*** Opening THE INPUT ***
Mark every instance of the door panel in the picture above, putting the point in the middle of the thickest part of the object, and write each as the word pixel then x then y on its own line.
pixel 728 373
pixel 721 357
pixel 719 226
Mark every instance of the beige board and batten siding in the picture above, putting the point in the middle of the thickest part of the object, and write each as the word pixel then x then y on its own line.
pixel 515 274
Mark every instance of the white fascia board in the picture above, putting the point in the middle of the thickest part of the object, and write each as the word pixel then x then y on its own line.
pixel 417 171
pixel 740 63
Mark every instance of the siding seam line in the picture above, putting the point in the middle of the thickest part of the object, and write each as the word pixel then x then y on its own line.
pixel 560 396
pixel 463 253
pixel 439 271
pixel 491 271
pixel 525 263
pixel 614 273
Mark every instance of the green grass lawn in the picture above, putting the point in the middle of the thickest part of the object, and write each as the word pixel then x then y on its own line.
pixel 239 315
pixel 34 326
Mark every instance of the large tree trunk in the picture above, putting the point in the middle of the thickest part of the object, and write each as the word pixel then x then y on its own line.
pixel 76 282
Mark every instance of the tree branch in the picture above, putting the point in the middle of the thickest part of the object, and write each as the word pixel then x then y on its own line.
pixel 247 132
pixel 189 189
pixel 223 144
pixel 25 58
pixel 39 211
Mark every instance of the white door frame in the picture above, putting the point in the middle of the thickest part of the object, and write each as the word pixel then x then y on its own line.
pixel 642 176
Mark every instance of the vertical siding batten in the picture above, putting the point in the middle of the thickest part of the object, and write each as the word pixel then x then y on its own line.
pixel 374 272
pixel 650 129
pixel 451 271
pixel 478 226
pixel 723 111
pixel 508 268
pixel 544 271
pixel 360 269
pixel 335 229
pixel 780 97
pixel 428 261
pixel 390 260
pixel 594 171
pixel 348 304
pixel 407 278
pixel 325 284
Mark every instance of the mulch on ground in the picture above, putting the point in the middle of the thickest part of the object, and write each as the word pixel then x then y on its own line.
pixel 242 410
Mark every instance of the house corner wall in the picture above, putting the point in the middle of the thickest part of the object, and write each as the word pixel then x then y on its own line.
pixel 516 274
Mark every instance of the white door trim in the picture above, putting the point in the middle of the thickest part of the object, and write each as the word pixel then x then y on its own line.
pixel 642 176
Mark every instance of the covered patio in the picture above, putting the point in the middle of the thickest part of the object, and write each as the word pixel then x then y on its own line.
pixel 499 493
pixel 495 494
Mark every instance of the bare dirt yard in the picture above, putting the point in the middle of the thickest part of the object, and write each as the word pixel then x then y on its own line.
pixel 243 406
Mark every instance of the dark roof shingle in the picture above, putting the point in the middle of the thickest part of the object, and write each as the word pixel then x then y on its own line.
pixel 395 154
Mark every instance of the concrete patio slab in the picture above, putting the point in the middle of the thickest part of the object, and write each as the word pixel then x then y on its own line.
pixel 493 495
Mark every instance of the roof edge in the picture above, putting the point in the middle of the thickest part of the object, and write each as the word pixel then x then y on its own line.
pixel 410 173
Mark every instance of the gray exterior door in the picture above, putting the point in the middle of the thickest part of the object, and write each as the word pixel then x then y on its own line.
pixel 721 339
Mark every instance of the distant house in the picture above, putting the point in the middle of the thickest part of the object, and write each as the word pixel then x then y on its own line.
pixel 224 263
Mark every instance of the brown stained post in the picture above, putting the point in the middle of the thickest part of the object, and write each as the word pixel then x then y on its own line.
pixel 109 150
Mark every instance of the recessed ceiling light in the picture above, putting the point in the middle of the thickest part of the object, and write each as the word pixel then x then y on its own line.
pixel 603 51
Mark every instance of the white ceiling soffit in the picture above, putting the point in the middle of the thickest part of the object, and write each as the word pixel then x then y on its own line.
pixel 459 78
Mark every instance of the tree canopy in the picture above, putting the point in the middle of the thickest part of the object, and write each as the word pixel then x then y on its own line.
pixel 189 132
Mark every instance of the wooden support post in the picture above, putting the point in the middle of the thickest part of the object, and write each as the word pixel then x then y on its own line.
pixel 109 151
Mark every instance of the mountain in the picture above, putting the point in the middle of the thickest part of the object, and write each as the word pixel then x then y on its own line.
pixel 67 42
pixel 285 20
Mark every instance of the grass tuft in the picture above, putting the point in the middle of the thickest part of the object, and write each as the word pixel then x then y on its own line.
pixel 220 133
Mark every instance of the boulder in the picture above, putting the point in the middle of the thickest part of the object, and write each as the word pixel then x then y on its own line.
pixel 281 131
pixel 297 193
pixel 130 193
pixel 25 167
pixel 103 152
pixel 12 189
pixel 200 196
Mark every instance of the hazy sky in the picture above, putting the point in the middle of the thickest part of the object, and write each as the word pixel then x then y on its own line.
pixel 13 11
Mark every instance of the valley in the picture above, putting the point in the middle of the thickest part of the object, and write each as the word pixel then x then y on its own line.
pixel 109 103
*** Closing THE INPUT ***
▸ **TASK REQUIREMENTS**:
Without altering a single word, transcribe the entries above.

▸ **SOLUTION FOR THIS TASK**:
Mark every instance of the door panel in the picture above, putting the point in the middle of the thickest part of the object, and write each as the word pixel then x then y on its own line.
pixel 728 373
pixel 721 357
pixel 719 226
Mark every instance of the beige board and batten siding in the picture above, putting the point in the middle of the thickest part of the object, and write each as the word pixel then x then y on its own line.
pixel 515 274
Mark every instance of the white fascia board in the picture above, putting the point in the middle of the thickest part of the object, and write each as the word pixel then x then y on its own line.
pixel 417 171
pixel 740 63
Mark every instance of the siding seam line in the picture above, putting the point in the middle of the thickest part of the object, and write each as the word pixel then x then y on its own line.
pixel 560 396
pixel 463 253
pixel 439 271
pixel 491 271
pixel 525 263
pixel 614 273
Mark every instance of the green grass lawn in the picture above, putting the point in the middle of the thickest part of the object, and write each as the word pixel then x then y on its own line.
pixel 239 315
pixel 34 326
Mark every instance of the large tree trunk in the picture above, putting the point in the middle of the thickest part of the object, and write each as the word pixel then x then y on its own line.
pixel 76 282
Mark every instance of the tree branch in the picture above, putting the point in the middle of the thickest part of the object, and write each as the word pixel then x then y on its own line.
pixel 247 132
pixel 189 189
pixel 223 144
pixel 25 58
pixel 39 211
Mark every instance of the white door frame in the picture above, putting the point in the middle of the thickest part of the object, and write each as the word pixel then x then y on its own line.
pixel 642 176
Mark every instance of the vertical siding batten in the picture above, putting the point in the middle of the thickest part of the object, and write each as the word pixel then x then y on its own line.
pixel 374 272
pixel 650 129
pixel 451 271
pixel 478 226
pixel 723 111
pixel 508 268
pixel 544 271
pixel 360 269
pixel 335 229
pixel 780 97
pixel 428 261
pixel 390 260
pixel 594 171
pixel 348 304
pixel 407 278
pixel 325 284
Mark every instance of the mulch on ground in the picture above, putting the point in the middle of the thickest part of the object, and write each as the word pixel then x then y on its own line.
pixel 242 410
Mark every instance of the house corner wall in the picture above, putting the point in the middle of the thickest part of the object, and write each as the word pixel then x then y on its own line.
pixel 516 274
Mark every instance of the white door trim in the picture above, putting the point in the middle of the thickest part of the object, and write each as the word pixel then x then y on its own line.
pixel 642 176
Mark every instance of the covered patio in the picture above, putting the point in the middle of the thickest part of the object, and write each as the word pixel then x then y on its own line.
pixel 499 493
pixel 495 494
Mark every instance of the bare dirt yard in the picture above, putting the point in the middle of the thickest part of the object, and write each as the word pixel then x then y on its own line.
pixel 243 406
Mark every instance of the dark roof shingle in the picture above, putting the point in the middle of the thickest part of the object, and write each as the word pixel then x then y on its own line.
pixel 395 154
Mark every instance of the concrete patio slab in the picture above, putting the point in the middle of the thickest part of the object, and write each as the word pixel then x then y on its own line.
pixel 493 495
Mark every instance of the roof edge in the picture above, putting the point in the middle of the thickest part of the object, and write each as the word pixel then x then y on its own line.
pixel 410 173
Mark every instance of the gray exterior door in the picture above, putting the point in the middle of the thickest part of the object, and write each as the word pixel then x then y on its own line.
pixel 721 339
Mark every instance of the distant house in the picture above, putting the point in the middle of the thickest part of the object, and write each as the word pixel then x then y on its own line.
pixel 224 263
Mark every instance of the brown stained post in the picture above, putting the point in the middle of the thickest part of the object, and write each as the word pixel then x then y on its own line.
pixel 109 150
Mark every instance of the recessed ceiling light in the picture above, putting the point in the middle of the thickest part of the object, and write each as the word pixel then x then y on its own line.
pixel 603 51
Mark every instance of the white ceiling soffit in the picture above, putting the point in the middle of the thickest part of the object, and write each as the word pixel then x then y on its own line.
pixel 459 78
Mark every instance of the tree canopy in the picture above, putting the point in the middle of the thickest part of the object, and write each as the word pixel then x then y on its own line.
pixel 189 132
Mark every instance of the wooden support post in the picture above, putting the point in the middle of the thickest part of the object, and write each as the word pixel then x then y on its own line.
pixel 109 151
Mark every instance of the mountain in the picture above, putting the point in the middle of the thickest part of the object, and write each as the word pixel then x then y on its own line.
pixel 67 42
pixel 285 20
Mark every instance of the grass tuft in the picture above, putting the point in the middle of the thickest part of the object, and write each as the word pixel then x then y on its own line.
pixel 220 133
Mark every instance of the boulder in the picture above, putting the point in the middle of the thickest part of the object, and write each as the word pixel then x then y on its own line.
pixel 281 131
pixel 297 193
pixel 130 193
pixel 25 167
pixel 103 152
pixel 12 189
pixel 200 196
Mark every instance of the hazy sky in the picture above, putting the point in the middle of the thickest part of the object, and write each as the word pixel then x then y on its own line.
pixel 13 11
Mark every instance of the valley in the picture above, putting the point in the middle of the thickest part of the object, and write each as the word pixel then x then y on its own line.
pixel 109 103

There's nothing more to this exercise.